PROVIDED PASSAGE
View Full Version : Which is Faster @ Quarter Mile Torque or KW?
fyreblade2000
20-09-2005, 08:19 AM
Hey Guys and Gals,
I have a question or two:
Two Cars ready to hit the 1/4 mile. They are identical make and model, weight and engine capacity. However:
Car A as more TORQUE and less KW\HP.
Car B has more KW\HP and less TORQUE.
Weather conditions: Sunny with a just a cool breeze blowing up from the track.
Which one should hit the line first?
Appreciate all the input as it will help me decide on what mods to perform on my stato.
thanks all
Fyreblade2000
amckiwi
20-09-2005, 08:31 AM
Drivers also have equal ability reaction times etc?
fyreblade2000
20-09-2005, 08:34 AM
Drivers also have equal ability reaction times etc?
Lets Say everything else is about same.....
Lets Say everything else is about same.....
My personal belief is its the Torque, and lots of it down low that get you off the line.
At the end of the day though, its not which car makes more or less KW/Torque, its Where it makes it.
jontall
20-09-2005, 08:49 AM
“Horsepower sells engines, but torque wins races.”
http://carcraft.com/techarticles/55978/
CarlFST60L
20-09-2005, 08:50 AM
Watts = Work done
Torque = (rotational) Force
Covering distance can be defined as doing some work, therefore, KW's wins the race.
The way i think of it is, you know how a forced induction car like the GenT has 900Nm (or so) from 2200rpm to 5500rpm (or so), the cars torque may be very similar over the rev range, but, the car will accelerate harder at the higher revs as there is more 'work done ' (KW)...
Merlin
20-09-2005, 11:37 AM
Found this gives a decent speel on things:
At The Dragstrip
OK. Back to carland, and some examples of how horsepower makes a major difference in how fast a car can accelerate, in spite of what torque on your backside tells you :-).
A very good example would be to compare the current LT1 Corvette with the last of the L98 Vettes, built in 1991. Figures as follows:
Engine Peak HP @ RPM Peak Torque @ RPM
------ ------------- -----------------
L98 250 @ 4000 340 @ 3200
LT1 300 @ 5000 340 @ 3600
The cars are geared identically, and car weights are within a few pounds, so it's a good comparison.
First, each car will push you back in the seat (the fun factor) with the same authority - at least at or near peak torque in each gear. One will tend to *feel* about as fast as the other to the driver, but the LT1 will actually be significantly faster than the L98, even though it won't pull any harder. If we mess about with the formula, we can begin to discover exactly *why* the LT1 is faster. Here's another slice at that formula:
Torque = (Horsepower * 5252) / RPM
If we plug some numbers in, we can see that the L98 is making 328 foot pounds of torque at its power peak (250 hp @ 4000), and we can infer that it cannot be making any more than 263 pound feet of torque at 5000 rpm, or it would be making more than 250 hp at that engine speed, and would be so rated. In actuality, the L98 is probably making no more than around 210 pound feet or so at 5000 rpm, and anybody who owns one would shift it at around 46-4700 rpm, because more torque is available at the drive wheels in the next gear at that point.
On the other hand, the LT1 is fairly happy making 315 pound feet at 5000 rpm, and is happy right up to its mid 5s redline.

PROVIDED RECORDS
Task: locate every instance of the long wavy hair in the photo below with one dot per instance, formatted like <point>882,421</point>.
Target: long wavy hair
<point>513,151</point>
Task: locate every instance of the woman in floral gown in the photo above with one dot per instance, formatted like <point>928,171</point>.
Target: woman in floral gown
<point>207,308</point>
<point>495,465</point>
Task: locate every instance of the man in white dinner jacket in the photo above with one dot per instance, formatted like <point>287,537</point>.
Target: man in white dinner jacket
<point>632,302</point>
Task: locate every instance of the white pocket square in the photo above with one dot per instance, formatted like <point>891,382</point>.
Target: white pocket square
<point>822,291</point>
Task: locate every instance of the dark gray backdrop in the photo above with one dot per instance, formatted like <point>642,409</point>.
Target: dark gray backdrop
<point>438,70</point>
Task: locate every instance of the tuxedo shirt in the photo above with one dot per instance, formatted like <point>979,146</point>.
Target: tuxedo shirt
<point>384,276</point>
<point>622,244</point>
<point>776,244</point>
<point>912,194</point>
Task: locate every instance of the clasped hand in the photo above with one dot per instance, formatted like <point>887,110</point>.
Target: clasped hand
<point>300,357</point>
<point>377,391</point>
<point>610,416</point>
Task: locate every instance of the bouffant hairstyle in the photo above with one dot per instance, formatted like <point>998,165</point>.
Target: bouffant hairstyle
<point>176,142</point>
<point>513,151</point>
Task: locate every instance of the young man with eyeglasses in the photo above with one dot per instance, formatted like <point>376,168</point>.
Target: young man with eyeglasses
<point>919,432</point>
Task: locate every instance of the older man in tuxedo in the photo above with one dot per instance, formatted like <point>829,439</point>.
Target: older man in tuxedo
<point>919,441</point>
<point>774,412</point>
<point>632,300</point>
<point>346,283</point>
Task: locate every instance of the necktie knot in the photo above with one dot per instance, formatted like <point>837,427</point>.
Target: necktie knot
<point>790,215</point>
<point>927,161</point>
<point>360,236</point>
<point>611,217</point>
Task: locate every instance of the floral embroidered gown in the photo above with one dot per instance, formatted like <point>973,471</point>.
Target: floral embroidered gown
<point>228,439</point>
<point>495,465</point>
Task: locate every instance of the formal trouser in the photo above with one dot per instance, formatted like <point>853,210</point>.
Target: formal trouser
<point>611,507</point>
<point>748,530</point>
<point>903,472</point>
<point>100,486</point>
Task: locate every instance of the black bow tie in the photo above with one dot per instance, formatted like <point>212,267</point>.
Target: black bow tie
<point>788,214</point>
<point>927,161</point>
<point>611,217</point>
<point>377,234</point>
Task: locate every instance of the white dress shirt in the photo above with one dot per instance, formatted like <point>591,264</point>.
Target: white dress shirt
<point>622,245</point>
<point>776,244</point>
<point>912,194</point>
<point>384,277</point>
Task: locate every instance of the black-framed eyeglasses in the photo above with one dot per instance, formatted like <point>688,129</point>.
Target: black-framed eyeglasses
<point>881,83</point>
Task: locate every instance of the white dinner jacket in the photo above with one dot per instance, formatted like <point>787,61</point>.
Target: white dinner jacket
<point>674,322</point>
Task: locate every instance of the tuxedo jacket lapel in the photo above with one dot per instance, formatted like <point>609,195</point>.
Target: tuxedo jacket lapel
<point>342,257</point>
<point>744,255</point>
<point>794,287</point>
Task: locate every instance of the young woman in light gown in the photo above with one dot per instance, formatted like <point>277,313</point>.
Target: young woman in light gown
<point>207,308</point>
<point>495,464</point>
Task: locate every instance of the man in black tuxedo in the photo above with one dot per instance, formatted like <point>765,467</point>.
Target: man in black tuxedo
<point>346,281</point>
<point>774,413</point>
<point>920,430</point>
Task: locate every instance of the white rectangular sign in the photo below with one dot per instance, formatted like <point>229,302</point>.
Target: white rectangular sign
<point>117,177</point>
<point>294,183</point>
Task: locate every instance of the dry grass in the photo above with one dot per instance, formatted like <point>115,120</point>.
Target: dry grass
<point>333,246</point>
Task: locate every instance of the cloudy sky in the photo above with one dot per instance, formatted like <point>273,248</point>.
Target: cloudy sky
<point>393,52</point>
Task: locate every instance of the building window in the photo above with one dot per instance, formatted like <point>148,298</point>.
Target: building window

WHAT TO WORK ON
(a) Decide whether each statement agrees with the forum thread, answering yes or no and quoting the words from the thread that decide it. (i) The two Corvettes being compared are geared the same way. (ii) The last of the L98 Corvettes was built in 1995. (iii) The LT1 pulls harder than the L98.
(b) Reproduce the section of the forum thread starting at "Appreciate all the" and ending at "it makes it.".
(c) According to the forum thread, how much torque is the LT1 fairly happy making at 5000 rpm?

FULL SOLUTIONS
(a)
(i) Yes: "The cars are geared identically"
(ii) No: "the last of the L98 Vettes, built in 1991"
(iii) No: "the LT1 will actually be significantly faster than the L98, even though it won't pull any harder"

(b)
Appreciate all the input as it will help me decide on what mods to perform on my stato.
thanks all
Fyreblade2000
amckiwi
20-09-2005, 08:31 AM
Drivers also have equal ability reaction times etc?
fyreblade2000
20-09-2005, 08:34 AM
Drivers also have equal ability reaction times etc?
Lets Say everything else is about same.....
Lets Say everything else is about same.....
My personal belief is its the Torque, and lots of it down low that get you off the line.
At the end of the day though, its not which car makes more or less KW/Torque, its Where it makes it.

(c) 315 pound feet.